* [Required task]: Rewrite everything from the line containing "Pin every instance of the wall" down to the end of the items below, keeping every line. Shift each answer coordinate by adding 133 to both of its numbers.

* [Data lines]:
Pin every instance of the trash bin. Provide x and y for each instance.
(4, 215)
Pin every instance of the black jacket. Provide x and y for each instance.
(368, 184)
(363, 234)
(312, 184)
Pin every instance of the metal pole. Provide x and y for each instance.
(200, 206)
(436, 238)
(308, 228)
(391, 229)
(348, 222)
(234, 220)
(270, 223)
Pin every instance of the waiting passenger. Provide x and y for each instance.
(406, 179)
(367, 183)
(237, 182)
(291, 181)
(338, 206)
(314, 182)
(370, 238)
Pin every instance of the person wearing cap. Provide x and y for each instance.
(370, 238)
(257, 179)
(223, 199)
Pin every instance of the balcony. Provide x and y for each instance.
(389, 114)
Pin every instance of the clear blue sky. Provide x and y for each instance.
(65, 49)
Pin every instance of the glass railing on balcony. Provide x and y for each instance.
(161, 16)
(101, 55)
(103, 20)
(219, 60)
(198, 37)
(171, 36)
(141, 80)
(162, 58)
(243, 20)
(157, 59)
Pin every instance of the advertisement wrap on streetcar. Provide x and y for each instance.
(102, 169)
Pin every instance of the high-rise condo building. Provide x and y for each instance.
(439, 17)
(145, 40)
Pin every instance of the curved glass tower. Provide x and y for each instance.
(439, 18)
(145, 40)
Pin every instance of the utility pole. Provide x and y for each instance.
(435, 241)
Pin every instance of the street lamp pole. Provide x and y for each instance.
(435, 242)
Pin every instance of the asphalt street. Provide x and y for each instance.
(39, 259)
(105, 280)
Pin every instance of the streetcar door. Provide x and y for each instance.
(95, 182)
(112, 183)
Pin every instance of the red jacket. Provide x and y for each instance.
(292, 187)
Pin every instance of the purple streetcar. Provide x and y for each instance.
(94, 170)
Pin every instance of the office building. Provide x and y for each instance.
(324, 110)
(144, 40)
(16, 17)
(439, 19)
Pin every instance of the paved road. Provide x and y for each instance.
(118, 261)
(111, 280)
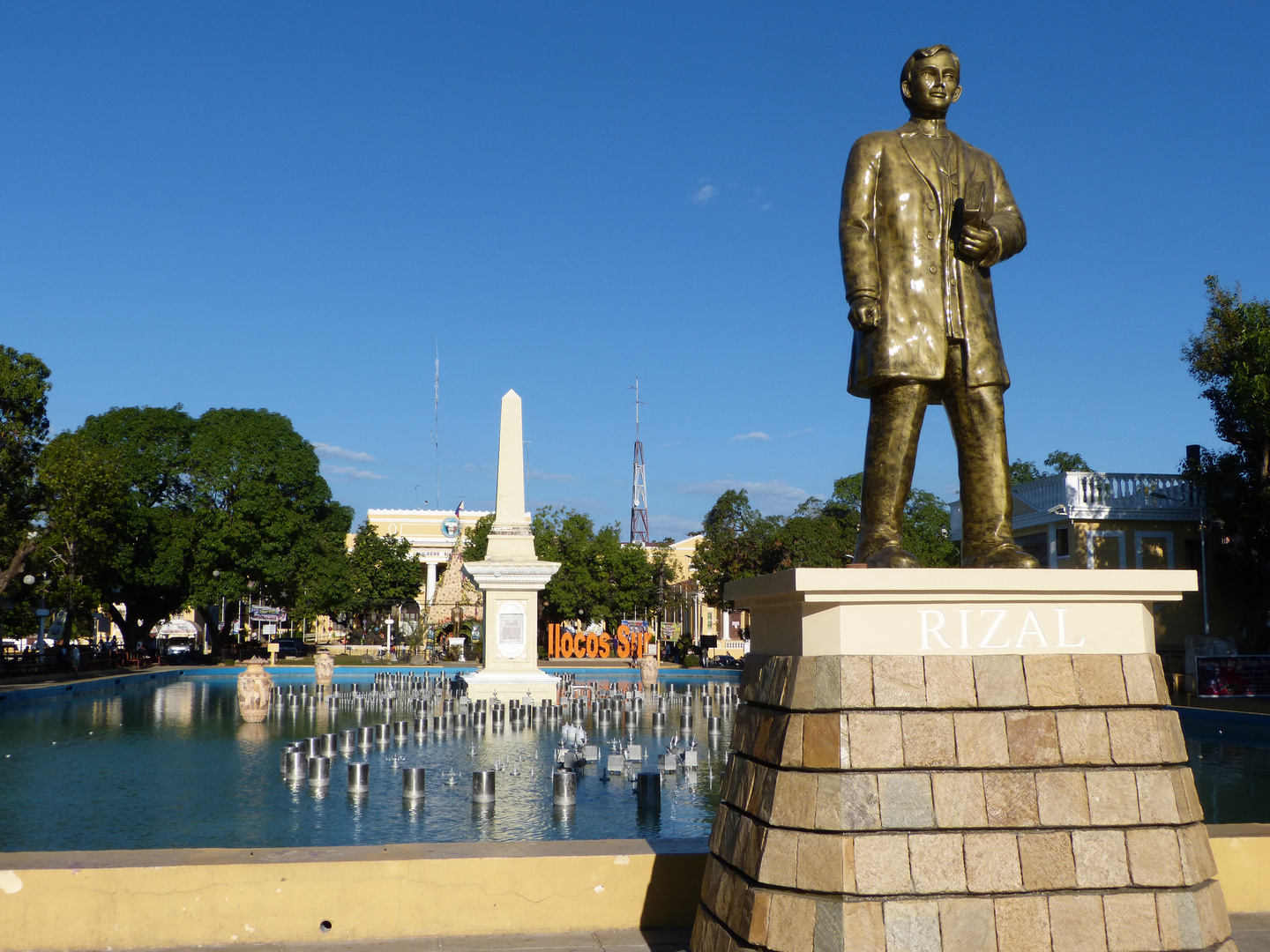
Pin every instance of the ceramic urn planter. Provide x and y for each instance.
(256, 691)
(648, 666)
(324, 668)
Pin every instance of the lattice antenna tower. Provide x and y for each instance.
(436, 423)
(639, 490)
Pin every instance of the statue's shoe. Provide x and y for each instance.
(891, 557)
(1005, 556)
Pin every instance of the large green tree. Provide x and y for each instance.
(146, 577)
(600, 579)
(86, 513)
(1059, 461)
(265, 524)
(741, 542)
(384, 573)
(1231, 360)
(23, 430)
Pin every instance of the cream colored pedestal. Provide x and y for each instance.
(1009, 778)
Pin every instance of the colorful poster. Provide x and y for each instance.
(1233, 675)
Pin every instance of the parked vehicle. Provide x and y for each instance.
(291, 648)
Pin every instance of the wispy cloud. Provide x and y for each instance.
(328, 452)
(704, 196)
(352, 472)
(550, 476)
(765, 494)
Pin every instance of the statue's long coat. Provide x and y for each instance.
(894, 231)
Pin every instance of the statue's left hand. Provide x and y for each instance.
(977, 244)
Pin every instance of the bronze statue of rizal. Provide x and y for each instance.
(925, 217)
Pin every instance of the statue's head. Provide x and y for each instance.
(931, 81)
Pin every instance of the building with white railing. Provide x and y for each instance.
(1114, 521)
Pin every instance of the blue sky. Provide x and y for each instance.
(296, 206)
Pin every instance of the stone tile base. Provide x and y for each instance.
(1006, 804)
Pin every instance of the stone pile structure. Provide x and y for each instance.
(959, 804)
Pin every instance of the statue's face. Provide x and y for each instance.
(934, 86)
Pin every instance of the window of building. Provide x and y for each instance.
(1104, 548)
(1154, 550)
(1035, 545)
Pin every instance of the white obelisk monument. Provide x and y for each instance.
(511, 576)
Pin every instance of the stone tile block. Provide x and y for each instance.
(755, 931)
(998, 681)
(1033, 738)
(877, 740)
(981, 738)
(968, 925)
(1099, 681)
(950, 682)
(826, 862)
(906, 801)
(828, 926)
(1197, 854)
(1102, 861)
(1134, 736)
(1113, 798)
(1191, 805)
(1154, 859)
(828, 801)
(820, 741)
(859, 805)
(1022, 925)
(937, 862)
(929, 739)
(790, 923)
(1062, 799)
(800, 686)
(1050, 681)
(1076, 923)
(1047, 861)
(794, 800)
(1011, 799)
(1143, 684)
(856, 681)
(1131, 922)
(900, 681)
(828, 684)
(1172, 746)
(1157, 798)
(992, 862)
(882, 865)
(1082, 736)
(1177, 917)
(912, 926)
(1214, 925)
(863, 928)
(959, 802)
(787, 746)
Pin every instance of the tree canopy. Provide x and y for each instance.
(1059, 461)
(23, 430)
(1231, 360)
(739, 542)
(265, 522)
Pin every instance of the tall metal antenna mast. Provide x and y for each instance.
(639, 490)
(436, 420)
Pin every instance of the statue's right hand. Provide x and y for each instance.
(863, 314)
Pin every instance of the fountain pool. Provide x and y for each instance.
(170, 764)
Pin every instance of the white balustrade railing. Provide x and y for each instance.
(1105, 495)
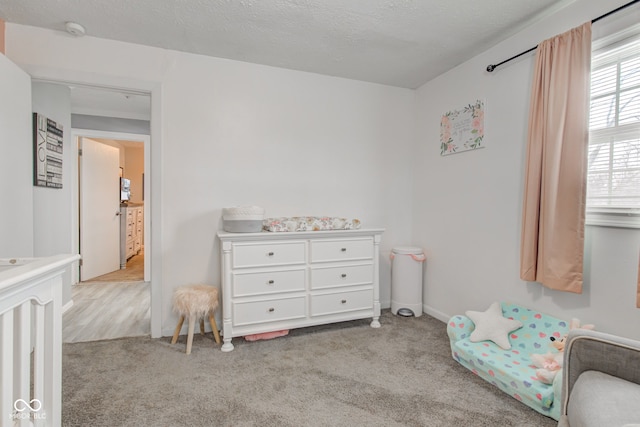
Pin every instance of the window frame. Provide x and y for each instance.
(613, 216)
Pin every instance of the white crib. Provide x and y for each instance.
(31, 340)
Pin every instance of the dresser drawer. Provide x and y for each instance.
(266, 254)
(327, 277)
(245, 284)
(341, 250)
(341, 302)
(247, 313)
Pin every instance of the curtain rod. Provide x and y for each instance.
(492, 67)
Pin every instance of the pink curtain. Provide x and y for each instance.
(552, 244)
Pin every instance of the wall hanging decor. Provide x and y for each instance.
(463, 129)
(47, 152)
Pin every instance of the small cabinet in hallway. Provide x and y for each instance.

* [Solved exercise]:
Pin every instance of the wall hanging decor. Provide x and y for each instance.
(596, 262)
(180, 285)
Pin every instance of the small cabinet in hallway. Provide x and y for each instance.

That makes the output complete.